Problem statement |
From the entries below, collect each line that contains the word "toilet" and list those lines in their original order.

Exercise inputs |
■ ■ ■ ■ ■ ■ ■
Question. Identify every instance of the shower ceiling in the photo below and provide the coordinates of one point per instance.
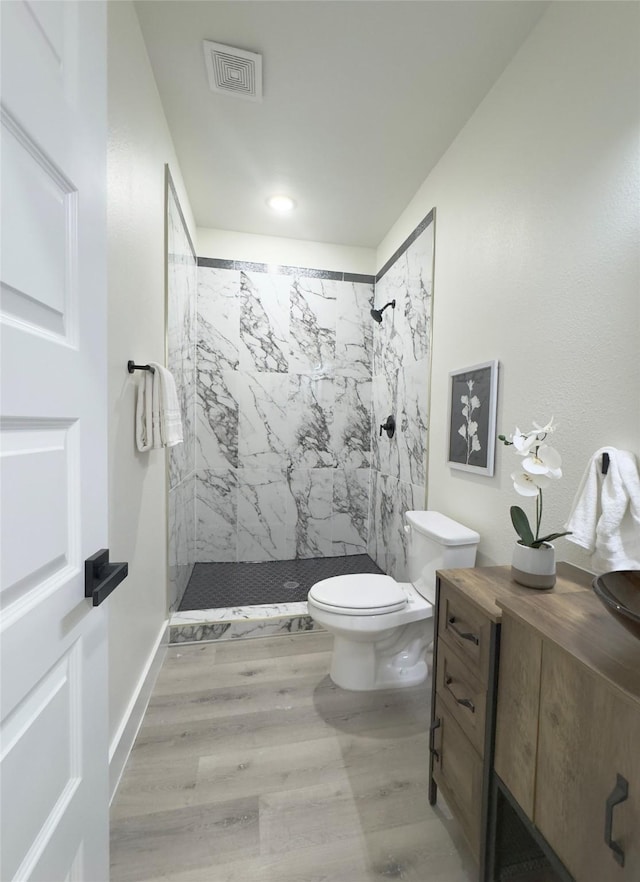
■ ■ ■ ■ ■ ■ ■
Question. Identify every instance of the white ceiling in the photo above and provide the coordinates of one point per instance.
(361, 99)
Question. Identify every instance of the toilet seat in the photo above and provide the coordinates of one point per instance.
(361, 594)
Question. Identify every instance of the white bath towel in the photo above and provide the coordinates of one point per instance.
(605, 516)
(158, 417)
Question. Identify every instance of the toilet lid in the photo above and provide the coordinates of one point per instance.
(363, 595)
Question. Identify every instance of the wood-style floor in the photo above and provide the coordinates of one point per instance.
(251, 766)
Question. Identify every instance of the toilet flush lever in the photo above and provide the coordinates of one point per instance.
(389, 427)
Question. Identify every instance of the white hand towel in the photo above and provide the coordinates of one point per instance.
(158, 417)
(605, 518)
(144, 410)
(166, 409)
■ ■ ■ ■ ■ ■ ■
Written solution |
Question. Identify every instance of the toilet seat in the photo above and provide the coordinates of one point per instance.
Question. Identify every instance of the toilet lid in the photo above and provide the coordinates of one point per instance.
Question. Identify every instance of the toilet flush lever in the photo above and provide the coordinates of one point per instance.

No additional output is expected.